◆ EXTRACTED TEXT
--

That statement is not 100% accurate. If you're going to tether to a laptop, then, yes, the footage is going to a hard drive. But if you're going to record media to the SxS cards and take advantage of moving your camera around a bit, then your SxS cards will need to be involved in transferring. For transferring to a laptop, you won't necessarily need software but downloading the free Sony transfer software usually means getting a better transfer program. If you're going to a desktop, it's likely that you will need the software. You'll also need an SxS reader, which hopefully the rental agency will provide you.

Yes, the footage is recorded on a card, not a drive. That's not a huge distinction, and it doesn't really have anything to do with the rest of your post.

It's still true that all you have to do is plug the damn camera into the computer, and dump the footage. This statement is 100% accurate. :)
 
It's still true that all you have to do is plug the damn camera into the computer, and dump the footage. This statement is 100% accurate. :)


Crackerfunk, your previous statement was wrong. You wrote that no software is needed but that's incorrect. If you're using a desktop (ie MacPro) you will need the software downloads for the transfer program, whether you use a Sony SxS reader or plug the camera directly into the computer. In fact some laptop flows will need the software as well. Not all EX3 or EX1 workflows can function without a way to move data from your SxS cards to the computer. Especially for someone who's renting an EX3 but may be getting their SxS cards from somewhere else, they need to know very clearly what the data options are. Computer, SxS reader, camera cable, etc. That's what the rest of my post was about. It's important information for anyone who thinks their SxS cards can plug directly into a desktop -- they can't. Why are you opposed to people getting the information they need to have a good shoot? Chill out.
 
Also be aware that the EX cams create BPAV folders on the SxS folders. Best practice is to have a seperate folder for each BPAV (as AFAIK, renaming the BPAV folders causes things to go haywire). Your directory might look like this:

My Sony EX project > Day_01 > Card_01 > BPAV

This is best practice for any project, but when you have multiple folders with the same name, it becomes imperative to organise them properly.

Also, you may find it a little more difficult than simply opening up the files, I know in Avid you can simply link straight there as an AMA volume, in FCP I'm pretty sure you need to Log and Transfer the files, in others you may need to use the Sony software to import, or at least convert into a useable file.

--

◆ EXPLORE THE MATERIAL
(1) Reproduce the passage from the camera footage discussion word for word, beginning at the words "That statement is" and stopping after "will provide you.".
(2) List, from top level to bottom, each folder named in the example directory path given in the camera footage discussion.
The records play no part in this work.

◆ GIVEN ENTRIES

--

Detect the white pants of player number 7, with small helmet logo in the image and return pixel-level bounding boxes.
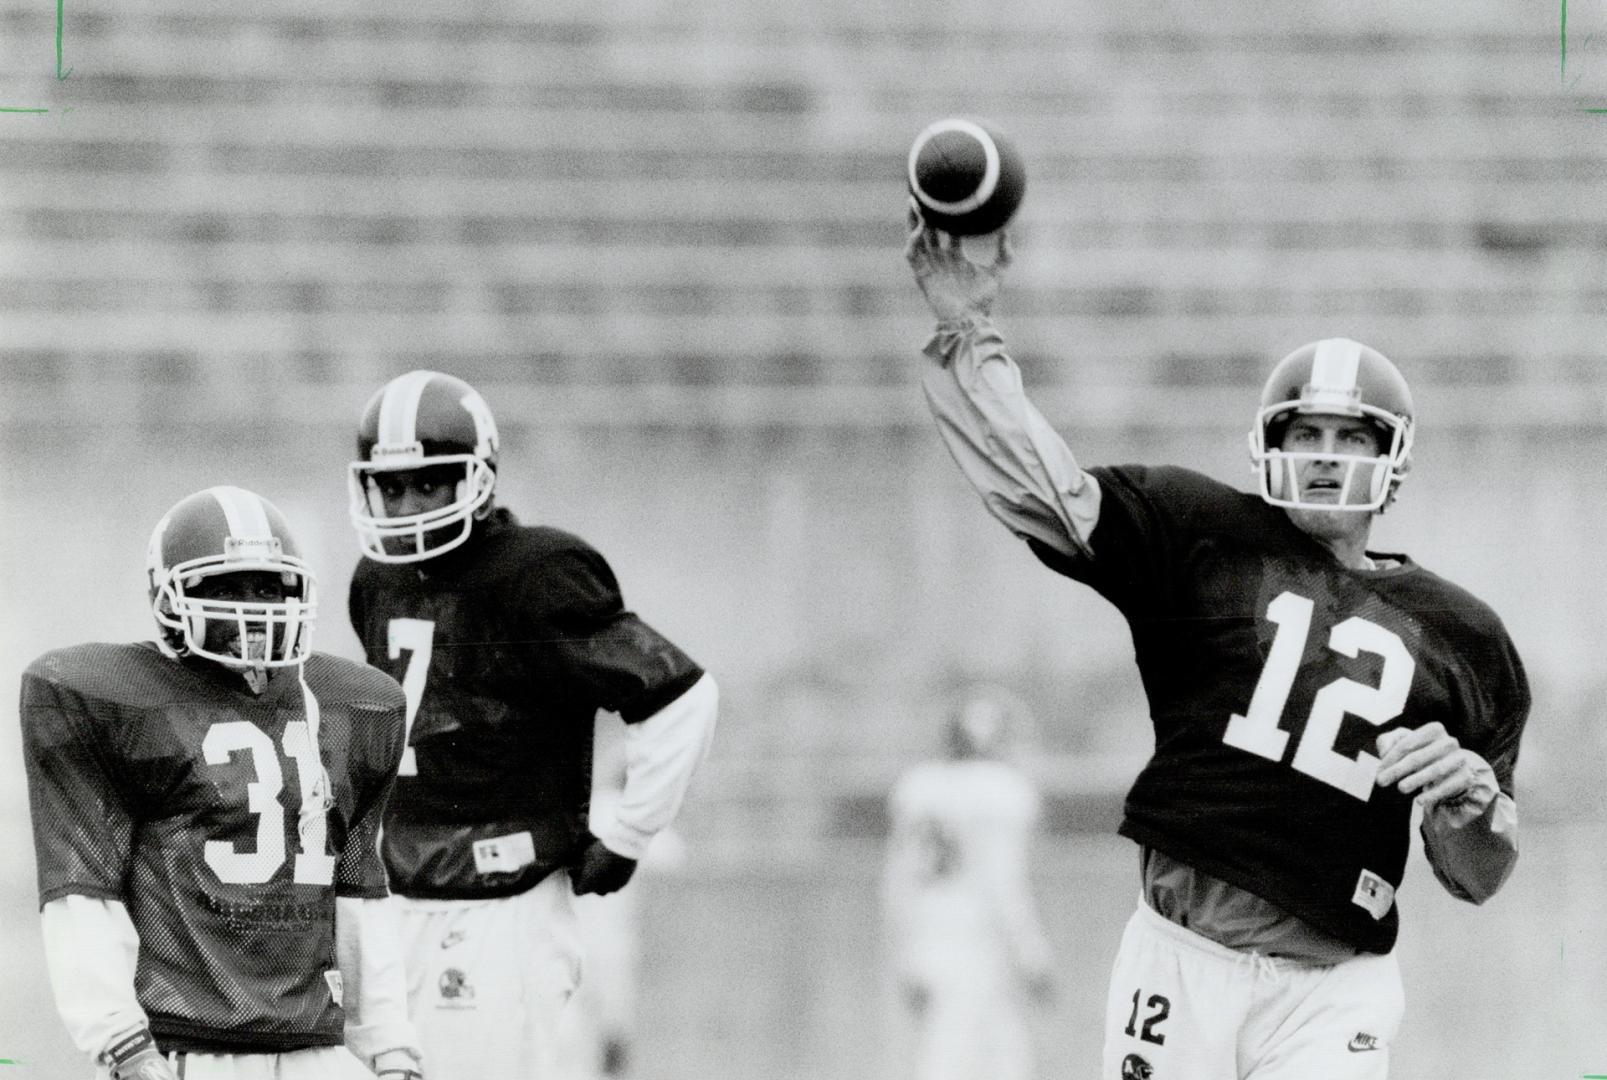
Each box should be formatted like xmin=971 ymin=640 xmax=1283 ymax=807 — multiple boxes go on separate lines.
xmin=399 ymin=869 xmax=580 ymax=1080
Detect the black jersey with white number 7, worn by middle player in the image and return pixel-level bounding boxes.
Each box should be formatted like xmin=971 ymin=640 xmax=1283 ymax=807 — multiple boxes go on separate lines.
xmin=350 ymin=509 xmax=702 ymax=898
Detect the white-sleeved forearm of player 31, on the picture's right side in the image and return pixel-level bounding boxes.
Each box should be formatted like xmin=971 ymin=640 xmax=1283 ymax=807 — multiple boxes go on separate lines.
xmin=334 ymin=897 xmax=424 ymax=1080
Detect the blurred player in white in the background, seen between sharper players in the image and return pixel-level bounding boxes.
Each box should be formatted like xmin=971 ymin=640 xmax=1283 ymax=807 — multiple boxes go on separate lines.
xmin=882 ymin=688 xmax=1054 ymax=1080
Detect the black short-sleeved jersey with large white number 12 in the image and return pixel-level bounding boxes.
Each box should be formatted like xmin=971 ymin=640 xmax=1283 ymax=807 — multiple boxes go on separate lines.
xmin=1032 ymin=466 xmax=1528 ymax=953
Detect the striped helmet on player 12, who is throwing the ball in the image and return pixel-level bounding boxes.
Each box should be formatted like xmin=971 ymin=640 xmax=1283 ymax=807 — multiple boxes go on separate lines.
xmin=1250 ymin=338 xmax=1416 ymax=513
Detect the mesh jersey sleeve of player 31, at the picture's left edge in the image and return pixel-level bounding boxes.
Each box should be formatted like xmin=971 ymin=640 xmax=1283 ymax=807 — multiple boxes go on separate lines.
xmin=21 ymin=670 xmax=135 ymax=906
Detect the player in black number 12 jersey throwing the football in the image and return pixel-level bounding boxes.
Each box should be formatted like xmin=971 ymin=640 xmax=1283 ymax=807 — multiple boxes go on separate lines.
xmin=906 ymin=222 xmax=1530 ymax=1080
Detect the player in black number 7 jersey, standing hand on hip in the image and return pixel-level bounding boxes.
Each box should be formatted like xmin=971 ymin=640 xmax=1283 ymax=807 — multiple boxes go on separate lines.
xmin=349 ymin=371 xmax=717 ymax=1080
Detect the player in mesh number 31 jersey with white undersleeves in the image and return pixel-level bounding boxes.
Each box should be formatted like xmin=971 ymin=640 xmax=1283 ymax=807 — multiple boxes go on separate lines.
xmin=21 ymin=487 xmax=419 ymax=1080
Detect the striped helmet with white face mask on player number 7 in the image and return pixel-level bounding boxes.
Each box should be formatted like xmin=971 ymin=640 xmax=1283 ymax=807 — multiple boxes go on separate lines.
xmin=347 ymin=371 xmax=497 ymax=563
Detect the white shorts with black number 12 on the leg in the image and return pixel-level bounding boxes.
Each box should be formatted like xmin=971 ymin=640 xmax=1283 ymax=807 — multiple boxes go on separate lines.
xmin=1101 ymin=902 xmax=1405 ymax=1080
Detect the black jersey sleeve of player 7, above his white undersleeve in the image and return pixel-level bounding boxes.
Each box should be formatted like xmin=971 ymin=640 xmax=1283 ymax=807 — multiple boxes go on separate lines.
xmin=532 ymin=543 xmax=704 ymax=723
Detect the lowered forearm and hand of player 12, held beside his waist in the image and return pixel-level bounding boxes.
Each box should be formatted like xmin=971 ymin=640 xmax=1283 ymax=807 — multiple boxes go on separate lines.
xmin=1377 ymin=723 xmax=1517 ymax=903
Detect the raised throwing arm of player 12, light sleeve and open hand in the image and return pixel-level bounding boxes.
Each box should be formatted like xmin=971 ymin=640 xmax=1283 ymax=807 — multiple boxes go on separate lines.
xmin=905 ymin=219 xmax=1099 ymax=558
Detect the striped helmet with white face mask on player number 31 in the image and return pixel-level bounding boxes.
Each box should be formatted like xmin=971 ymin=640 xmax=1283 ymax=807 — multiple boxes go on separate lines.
xmin=146 ymin=487 xmax=318 ymax=669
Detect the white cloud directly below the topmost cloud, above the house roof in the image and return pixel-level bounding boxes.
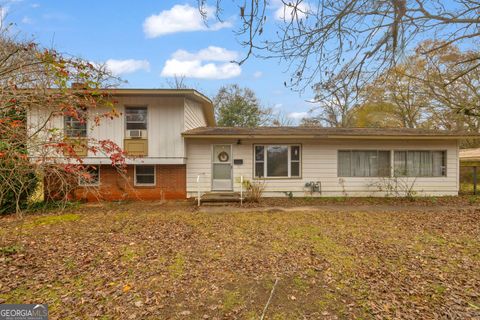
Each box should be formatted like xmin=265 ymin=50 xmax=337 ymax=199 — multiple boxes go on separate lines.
xmin=161 ymin=47 xmax=242 ymax=79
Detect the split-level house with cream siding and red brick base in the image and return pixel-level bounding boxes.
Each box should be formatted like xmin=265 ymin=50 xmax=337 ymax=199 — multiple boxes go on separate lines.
xmin=29 ymin=89 xmax=475 ymax=200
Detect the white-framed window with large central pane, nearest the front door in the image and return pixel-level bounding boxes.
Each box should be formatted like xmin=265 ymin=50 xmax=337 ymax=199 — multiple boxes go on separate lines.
xmin=254 ymin=145 xmax=301 ymax=178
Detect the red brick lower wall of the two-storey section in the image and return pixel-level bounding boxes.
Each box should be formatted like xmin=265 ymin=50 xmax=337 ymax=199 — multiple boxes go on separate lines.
xmin=74 ymin=165 xmax=187 ymax=201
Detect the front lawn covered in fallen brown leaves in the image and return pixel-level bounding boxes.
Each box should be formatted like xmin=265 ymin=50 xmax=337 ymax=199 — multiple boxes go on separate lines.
xmin=0 ymin=203 xmax=480 ymax=319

--

◆ EXERCISE ANSWERS
(1)
That statement is not 100% accurate. If you're going to tether to a laptop, then, yes, the footage is going to a hard drive. But if you're going to record media to the SxS cards and take advantage of moving your camera around a bit, then your SxS cards will need to be involved in transferring. For transferring to a laptop, you won't necessarily need software but downloading the free Sony transfer software usually means getting a better transfer program. If you're going to a desktop, it's likely that you will need the software. You'll also need an SxS reader, which hopefully the rental agency will provide you.

(2)
My Sony EX project
Day_01
Card_01
BPAV